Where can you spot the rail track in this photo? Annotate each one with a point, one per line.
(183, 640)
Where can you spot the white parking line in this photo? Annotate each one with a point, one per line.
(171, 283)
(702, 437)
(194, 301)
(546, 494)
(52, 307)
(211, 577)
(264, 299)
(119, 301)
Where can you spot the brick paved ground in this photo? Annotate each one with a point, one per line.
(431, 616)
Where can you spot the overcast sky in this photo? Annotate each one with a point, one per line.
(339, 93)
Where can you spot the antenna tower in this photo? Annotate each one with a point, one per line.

========

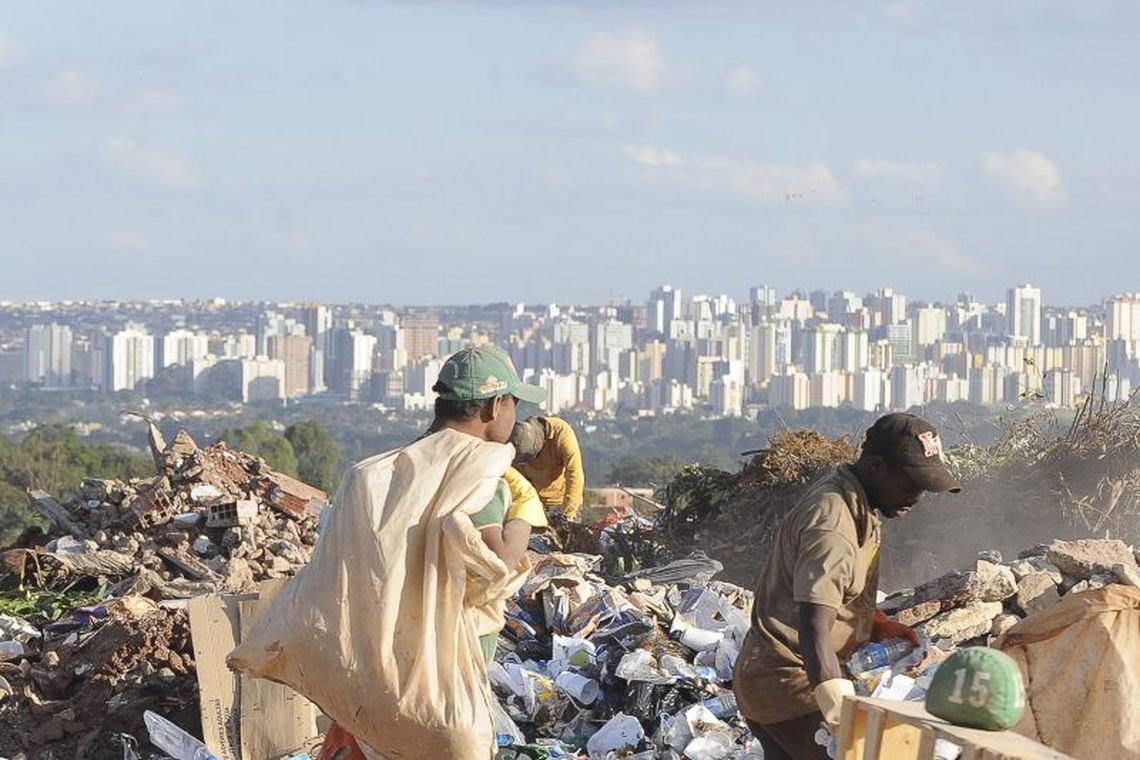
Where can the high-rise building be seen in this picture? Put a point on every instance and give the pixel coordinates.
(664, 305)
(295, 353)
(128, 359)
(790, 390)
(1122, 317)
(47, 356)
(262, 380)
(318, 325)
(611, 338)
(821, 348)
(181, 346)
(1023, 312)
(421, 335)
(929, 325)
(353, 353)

========

REQUIRED ACTION> Look back at the entries above and repeat, unchanged, every line from the line holding "Where can you spot the brick" through the line holding "Where can you spot the antenna".

EXPECTED OUTPUT>
Where can you spot the brick paved ground in this photo? Annotate each one with a point, one per line.
(431, 616)
Where can you spot the overcast sky in this photo? Annotate each one with a point, one per line.
(339, 93)
Where can you spot the antenna tower in this photo? Annotate each one with a point, one per line.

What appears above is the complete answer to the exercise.